Actions to take:
1. How would you render this sentence from the text about photographing the national parks in Spanish: "The exhibition has also turned out to be one of the most popular and prominent museum shows of the year."
2. In the text about photographing the national parks, which photographers are named after the words "other renowned photographers who also happened to make exposures in the National Parks"?

Cover of “Picturing America’s National Parks” by Jamie M. Allen (2016). (Click on Image to See Larger.)

Landscape Photography Classics and Much More

To accompany the George Eastman Museum exhibition, Photography and America’s National Parks, the Eastman Museum and Aperture Foundation teamed up to publish assistant curator Jamie M. Allen’s new comprehensive book on the history of photography in our nation’s parks called Picturing America’s National Parks.

The George Eastman show, made up of the work of more than 50 photographers from all eras in the history of photography, includes landscape photography greats such as Ansel Adams, Alvin Langdon Coburn, Imogen Cunningham, John K. Hillers, Philip Hyde, William Henry Jackson, the Kolb Brothers, Eadweard J. Muybridge, Eliot Porter, Bradford Washburn, Carleton E. Watkins, Edward Weston and Minor White, as well as a good number of other renowned photographers who also happened to make exposures in the National Parks such as George Eastman, Andreas Feininger, Lee Friedlander, Johan Hagemeyer, Martin Parr, Stephen Shore, Garry Winogrand and others. The exhibition has also turned out to be one of the most popular and prominent museum shows of the year.

You See It “Everywhere”

As such, during the run of the exhibit from June 4 – October 2, 2016, Photography and America’s National Parks has enjoyed significant publicity, while the book, Picturing America’s National Parks, already has attracted even greater press exposure. The exhibition or the book or both were introduced or reviewed in Antiques Magazine, Outdoor Photographer magazine, the Los Angeles Times, Aperture, Real Clear Life, the Rochesteriat, the Nature Conservancy magazine, the Rochester City Newspaper, Smithsonian Magazine, the Wall Street Journal, Fortune Magazine, Museum of Photographic Arts, Visit Rochester, The Atlantic, Tween Tribune, Artsy, Outside Magazine, AnOther magazine, Mother Jones magazine, USA Today, Yahoo News, Slate, Audubon magazine, Artbook, Travel & Leisure magazine, Pop Photo, and many others. The book can be found online to purchase, borrow or to read more reviews at Amazon.com, Aperture Foundation, Target.com, Bookshop.com, eBay, Google Play, Library Resource Finder, Sweet, Abelardo Morell, Schaumburg Library, Crystal Bridges Museum of American Art bookshop, Worldcat, Fraser Muggeridge Studio, Loot, LibraryThing, Lenscratch, Photolucida, ALA Booklist, Beyond Words, PDN Online and many, many others too deep in Google search results to track down.

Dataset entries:
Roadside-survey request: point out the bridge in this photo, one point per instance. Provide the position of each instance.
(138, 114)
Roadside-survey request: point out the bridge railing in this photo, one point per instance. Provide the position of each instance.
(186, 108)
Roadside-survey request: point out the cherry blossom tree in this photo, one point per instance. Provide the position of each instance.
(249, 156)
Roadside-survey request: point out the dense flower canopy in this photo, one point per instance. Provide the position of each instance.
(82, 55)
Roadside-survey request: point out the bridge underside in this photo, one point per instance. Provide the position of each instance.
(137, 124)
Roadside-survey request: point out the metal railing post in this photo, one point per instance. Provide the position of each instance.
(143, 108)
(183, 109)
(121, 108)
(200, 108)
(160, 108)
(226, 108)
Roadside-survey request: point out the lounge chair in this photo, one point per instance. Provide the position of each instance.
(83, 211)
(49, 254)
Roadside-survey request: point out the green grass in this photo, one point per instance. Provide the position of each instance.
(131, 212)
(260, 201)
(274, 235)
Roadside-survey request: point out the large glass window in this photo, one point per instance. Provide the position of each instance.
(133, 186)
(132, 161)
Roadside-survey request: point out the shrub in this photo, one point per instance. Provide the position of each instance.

Answers:
1. La exposición también ha resultado ser una de las muestras museísticas más populares y destacadas del año.

2. George Eastman, Andreas Feininger, Lee Friedlander, Johan Hagemeyer, Martin Parr, Stephen Shore, Garry Winogrand